▶ _Work required_
Filter these entries down to lines holding "building".
*** Dataset content Section Begins ***
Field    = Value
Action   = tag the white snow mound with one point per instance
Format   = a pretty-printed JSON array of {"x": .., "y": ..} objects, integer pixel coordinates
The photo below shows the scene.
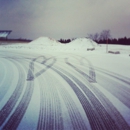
[
  {"x": 83, "y": 42},
  {"x": 45, "y": 41}
]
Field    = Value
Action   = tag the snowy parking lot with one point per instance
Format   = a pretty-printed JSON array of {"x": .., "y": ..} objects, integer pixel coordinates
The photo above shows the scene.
[{"x": 64, "y": 87}]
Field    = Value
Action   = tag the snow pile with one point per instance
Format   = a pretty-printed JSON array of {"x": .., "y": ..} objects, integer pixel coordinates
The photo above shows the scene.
[{"x": 44, "y": 41}]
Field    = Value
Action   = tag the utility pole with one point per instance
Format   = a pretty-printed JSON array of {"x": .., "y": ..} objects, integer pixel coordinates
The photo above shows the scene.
[{"x": 107, "y": 46}]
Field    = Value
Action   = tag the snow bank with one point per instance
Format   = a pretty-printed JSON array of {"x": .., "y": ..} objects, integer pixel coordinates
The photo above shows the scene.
[{"x": 44, "y": 41}]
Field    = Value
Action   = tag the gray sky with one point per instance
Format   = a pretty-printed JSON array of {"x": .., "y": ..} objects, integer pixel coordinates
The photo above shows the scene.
[{"x": 64, "y": 18}]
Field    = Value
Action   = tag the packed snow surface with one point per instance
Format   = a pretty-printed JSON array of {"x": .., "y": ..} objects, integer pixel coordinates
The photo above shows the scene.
[{"x": 48, "y": 85}]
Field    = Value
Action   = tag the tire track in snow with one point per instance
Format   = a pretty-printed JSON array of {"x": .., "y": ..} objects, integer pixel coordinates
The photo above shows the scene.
[
  {"x": 19, "y": 112},
  {"x": 90, "y": 103},
  {"x": 50, "y": 110},
  {"x": 8, "y": 107},
  {"x": 74, "y": 114},
  {"x": 118, "y": 90},
  {"x": 5, "y": 86},
  {"x": 116, "y": 116}
]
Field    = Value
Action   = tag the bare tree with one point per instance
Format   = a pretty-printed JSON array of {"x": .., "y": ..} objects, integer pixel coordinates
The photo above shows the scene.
[
  {"x": 94, "y": 37},
  {"x": 105, "y": 35}
]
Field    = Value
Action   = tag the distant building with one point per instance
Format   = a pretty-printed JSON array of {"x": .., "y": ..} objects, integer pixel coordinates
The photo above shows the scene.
[{"x": 4, "y": 33}]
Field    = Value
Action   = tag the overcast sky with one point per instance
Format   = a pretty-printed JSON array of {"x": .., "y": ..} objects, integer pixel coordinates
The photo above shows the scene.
[{"x": 64, "y": 18}]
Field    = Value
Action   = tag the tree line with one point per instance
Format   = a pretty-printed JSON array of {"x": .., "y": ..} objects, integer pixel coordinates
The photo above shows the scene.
[
  {"x": 101, "y": 38},
  {"x": 105, "y": 37}
]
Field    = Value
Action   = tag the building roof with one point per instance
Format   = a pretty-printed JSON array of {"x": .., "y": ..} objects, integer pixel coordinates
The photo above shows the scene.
[{"x": 4, "y": 33}]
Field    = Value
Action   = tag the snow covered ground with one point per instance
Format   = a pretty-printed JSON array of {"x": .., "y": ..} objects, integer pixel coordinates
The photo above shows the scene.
[{"x": 47, "y": 85}]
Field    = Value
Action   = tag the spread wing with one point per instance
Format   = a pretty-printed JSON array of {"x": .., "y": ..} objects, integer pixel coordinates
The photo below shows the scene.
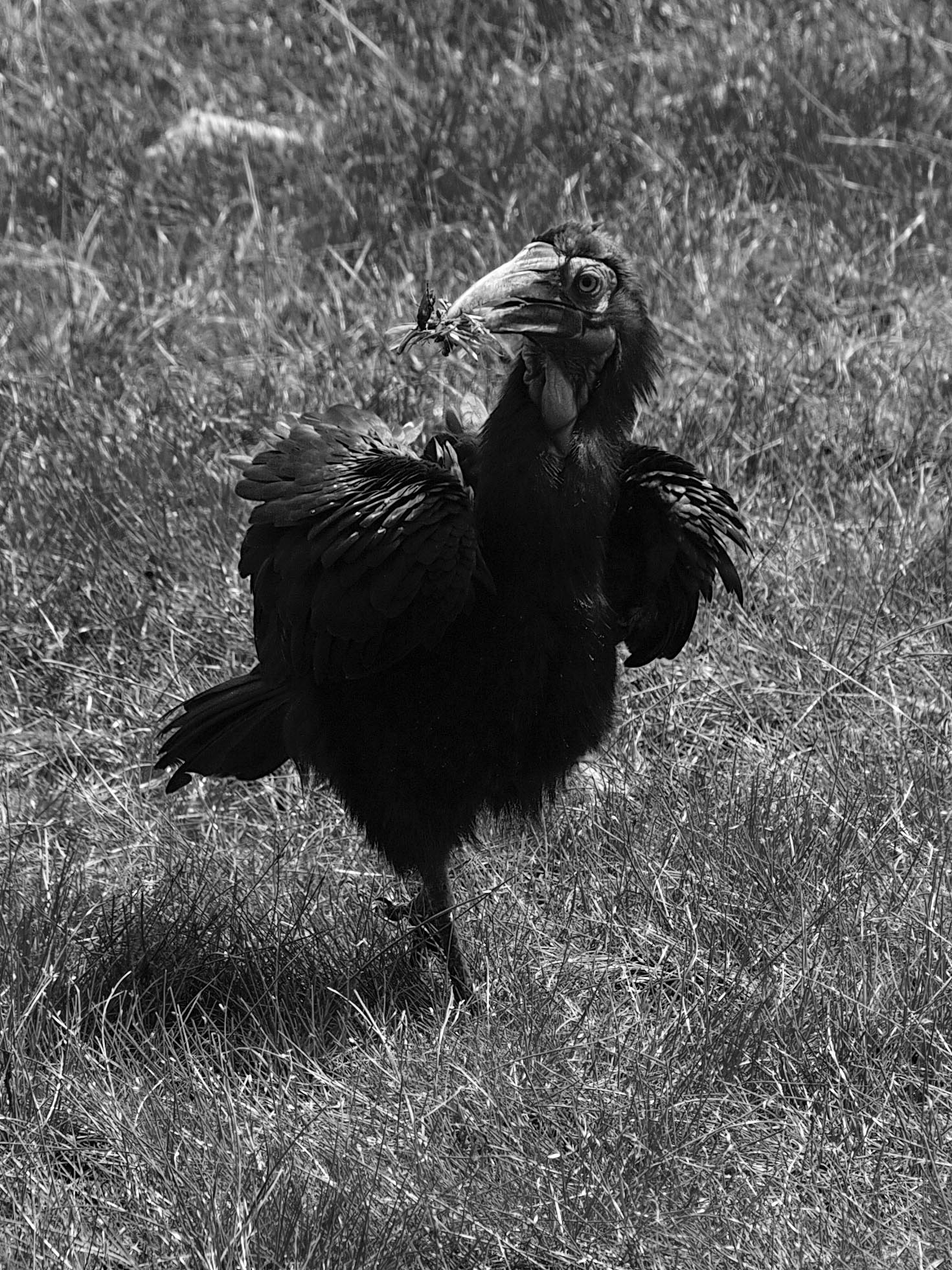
[
  {"x": 358, "y": 551},
  {"x": 669, "y": 538}
]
*** Dataset content Section Ends ***
▶ _Written answer_
Action   = tag the distant building with one point per instance
Action   = tag the building roof with one point per instance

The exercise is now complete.